# The 2018 PF Black Friday Thread



## Back Pack Hack (Sep 15, 2016)

OK, folks: Turkey Day is almost here. And we shouldn't be waiting until the last second to start planning where we're gonna go to get some of those great Black Friday deals. So how about a thread where we can let all the others hear know now about a store or chain that's going to have a bargain on some item(s) of interest to preppers? Maybe a nice boomstick? Or MREs? Perhaps a Berkey?

And this weekend, we can start posting the good deals we scored and make everyone else green with envy.

I'll start out with one a buddy sent to me last night: Mossberg 590 Shockwave at Academy Sports for $299. Not a HUGE savings, but every buck saved is a buck to be spent elsewhere.

https://blackfriday.com/ads/black-friday/academy-sports-outdoors/3


----------



## RedLion (Sep 23, 2015)

A few places to check out. Emergency Essentials typically has some good deals on food buckets and this year has up to 40% off some other food storage deals. I know that most folks like to package and store their own as I do, but sometimes I am fine paying a little more for a finished product.

[Records from a collection]
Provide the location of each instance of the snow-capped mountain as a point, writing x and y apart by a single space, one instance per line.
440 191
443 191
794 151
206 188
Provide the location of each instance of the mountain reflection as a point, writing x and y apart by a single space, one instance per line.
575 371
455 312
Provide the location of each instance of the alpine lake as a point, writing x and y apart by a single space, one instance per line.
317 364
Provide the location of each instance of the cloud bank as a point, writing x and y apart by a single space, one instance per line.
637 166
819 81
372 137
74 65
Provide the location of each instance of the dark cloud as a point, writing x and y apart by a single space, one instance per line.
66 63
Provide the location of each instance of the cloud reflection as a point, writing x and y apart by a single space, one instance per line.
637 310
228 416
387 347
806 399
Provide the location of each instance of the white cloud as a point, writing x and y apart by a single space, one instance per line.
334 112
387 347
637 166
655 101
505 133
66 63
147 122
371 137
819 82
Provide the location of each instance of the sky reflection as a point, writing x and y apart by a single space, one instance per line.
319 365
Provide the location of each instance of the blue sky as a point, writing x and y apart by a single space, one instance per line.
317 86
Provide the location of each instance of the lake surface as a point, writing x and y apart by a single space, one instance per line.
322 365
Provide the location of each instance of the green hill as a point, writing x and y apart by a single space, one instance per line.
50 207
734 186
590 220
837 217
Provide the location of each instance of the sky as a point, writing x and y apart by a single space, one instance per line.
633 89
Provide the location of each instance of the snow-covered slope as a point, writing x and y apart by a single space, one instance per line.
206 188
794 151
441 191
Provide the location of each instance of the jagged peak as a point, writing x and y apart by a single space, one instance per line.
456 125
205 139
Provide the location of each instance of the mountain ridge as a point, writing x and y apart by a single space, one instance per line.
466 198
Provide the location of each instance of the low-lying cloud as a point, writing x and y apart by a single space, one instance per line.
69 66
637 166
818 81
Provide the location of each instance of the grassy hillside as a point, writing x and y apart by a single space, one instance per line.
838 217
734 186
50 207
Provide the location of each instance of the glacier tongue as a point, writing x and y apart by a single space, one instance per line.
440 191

» STATED GOAL 1:
From the Black Friday thread, reproduce the passage between "# The 2018 PF" and "green with envy.", inclusive.
» STATED GOAL 2:
Answer these questions using the Black Friday thread:
(a) What price does the thread give for the Mossberg 590 Shockwave at Academy Sports?
(b) Which retailer does RedLion say typically has good deals on food buckets?
(c) Up to what percentage off does RedLion say some other food storage deals are this year?
» STATED GOAL 3:
In the Black Friday thread, the opening post asks a series of short questions that suggest possible bargains for preppers. List every item those questions suggest.

» FINAL ANSWER 1:
# The 2018 PF Black Friday Thread



## Back Pack Hack (Sep 15, 2016)

OK, folks: Turkey Day is almost here. And we shouldn't be waiting until the last second to start planning where we're gonna go to get some of those great Black Friday deals. So how about a thread where we can let all the others hear know now about a store or chain that's going to have a bargain on some item(s) of interest to preppers? Maybe a nice boomstick? Or MREs? Perhaps a Berkey?

And this weekend, we can start posting the good deals we scored and make everyone else green with envy.

» FINAL ANSWER 2:
(a) $299
(b) Emergency Essentials
(c) Up to 40% off

» FINAL ANSWER 3:
- A nice boomstick
- MREs
- A Berkey